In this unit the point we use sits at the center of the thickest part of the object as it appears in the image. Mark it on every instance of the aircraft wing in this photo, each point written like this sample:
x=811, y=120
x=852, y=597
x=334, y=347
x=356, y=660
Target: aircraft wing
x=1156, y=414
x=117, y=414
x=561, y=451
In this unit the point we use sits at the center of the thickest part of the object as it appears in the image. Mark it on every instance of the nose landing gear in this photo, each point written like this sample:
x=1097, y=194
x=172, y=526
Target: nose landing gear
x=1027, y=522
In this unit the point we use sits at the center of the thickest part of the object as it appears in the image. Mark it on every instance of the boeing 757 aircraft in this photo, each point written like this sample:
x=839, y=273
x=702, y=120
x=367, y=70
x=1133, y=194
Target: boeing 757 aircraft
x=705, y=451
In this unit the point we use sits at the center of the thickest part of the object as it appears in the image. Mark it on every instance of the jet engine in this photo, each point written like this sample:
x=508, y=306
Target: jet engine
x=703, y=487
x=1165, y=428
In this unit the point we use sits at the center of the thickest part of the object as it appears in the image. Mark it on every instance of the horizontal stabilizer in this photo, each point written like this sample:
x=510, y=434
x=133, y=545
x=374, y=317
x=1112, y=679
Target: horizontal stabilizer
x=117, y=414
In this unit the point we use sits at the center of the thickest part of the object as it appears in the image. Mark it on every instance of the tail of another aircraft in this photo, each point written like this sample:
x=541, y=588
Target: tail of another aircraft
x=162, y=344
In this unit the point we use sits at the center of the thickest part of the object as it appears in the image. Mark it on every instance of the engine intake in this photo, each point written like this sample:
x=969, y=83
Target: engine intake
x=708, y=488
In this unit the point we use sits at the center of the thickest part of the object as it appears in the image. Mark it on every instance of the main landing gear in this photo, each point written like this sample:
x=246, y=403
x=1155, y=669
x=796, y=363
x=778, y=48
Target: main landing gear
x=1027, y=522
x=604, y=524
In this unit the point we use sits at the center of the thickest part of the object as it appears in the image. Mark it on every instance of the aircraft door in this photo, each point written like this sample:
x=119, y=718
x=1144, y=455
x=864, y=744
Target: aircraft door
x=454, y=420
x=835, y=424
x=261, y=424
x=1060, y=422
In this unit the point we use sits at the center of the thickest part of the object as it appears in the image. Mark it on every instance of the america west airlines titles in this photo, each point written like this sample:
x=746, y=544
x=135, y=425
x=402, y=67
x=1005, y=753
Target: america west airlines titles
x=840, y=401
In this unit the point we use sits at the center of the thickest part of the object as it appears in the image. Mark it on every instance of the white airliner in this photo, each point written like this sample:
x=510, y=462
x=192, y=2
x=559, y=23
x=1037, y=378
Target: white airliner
++++++++++++++++++++
§ TRY IT:
An exact retyping of every line in the records is needed.

§ OUTPUT FOR THIS TASK:
In this unit the point we use sits at the center of the thickest part of the object as it appears in the image. Mark it on every instance of the aircraft wing in this photo, each point written like this sample:
x=811, y=120
x=852, y=597
x=334, y=347
x=356, y=660
Target: aircraft wing
x=1156, y=414
x=117, y=414
x=561, y=451
In this unit the point we use sits at the center of the thickest part of the object as it appears in the image. Mark it on every instance of the nose landing gear in this photo, each point written like this sample:
x=1097, y=194
x=172, y=526
Target: nose landing gear
x=1027, y=522
In this unit the point we use sits at the center of the thickest part of the object as it appears in the image. Mark it on every instance of the boeing 757 aircraft in this photo, each point written like this sample:
x=839, y=273
x=702, y=120
x=367, y=70
x=1133, y=194
Target: boeing 757 aircraft
x=705, y=451
In this unit the point we use sits at the center of the thickest part of the object as it appears in the image. Mark it on every instance of the jet engine in this photo, each point written like this sample:
x=508, y=306
Target: jet engine
x=703, y=487
x=1165, y=428
In this unit the point we use sits at the center of the thickest part of the object as it appears in the image. Mark it on every instance of the horizontal stabilizer in this photo, each point written like this sample:
x=510, y=434
x=133, y=545
x=374, y=317
x=1112, y=679
Target: horizontal stabilizer
x=117, y=414
In this unit the point we use sits at the center of the thickest part of the object as it appears in the image. Mark it on every instance of the tail of another aircraft in this photo, each point written like this sample:
x=541, y=588
Target: tail of another aircraft
x=162, y=344
In this unit the point we use sits at the center of the thickest part of the object as it appears in the image. Mark it on every instance of the engine intake in this photo, each point written like this sample:
x=969, y=83
Target: engine intake
x=708, y=488
In this unit the point we use sits at the center of the thickest part of the object as it appears in the image. Mark it on every instance of the main landing gear in this photo, each point written like this sample:
x=246, y=403
x=1155, y=669
x=796, y=363
x=778, y=48
Target: main landing gear
x=1027, y=522
x=604, y=524
In this unit the point we use sits at the center of the thickest part of the object as it appears in the image. Mark it on every instance of the aircraft door in this photo, each point written like this sample:
x=119, y=718
x=1144, y=455
x=864, y=744
Target: aircraft door
x=454, y=420
x=835, y=424
x=261, y=424
x=1060, y=422
In this unit the point we use sits at the center of the thickest part of the object as it appears in the image. Mark it on every instance of the america west airlines titles in this photo, each point written like this sample:
x=746, y=544
x=135, y=425
x=402, y=67
x=1005, y=753
Target: america west airlines titles
x=840, y=401
In this unit the point we use sits at the center of the thickest part of the object as it appears in the image. Mark it on every instance of the white airliner in this photo, each point written like this sample:
x=510, y=462
x=192, y=2
x=559, y=23
x=1037, y=378
Target: white airliner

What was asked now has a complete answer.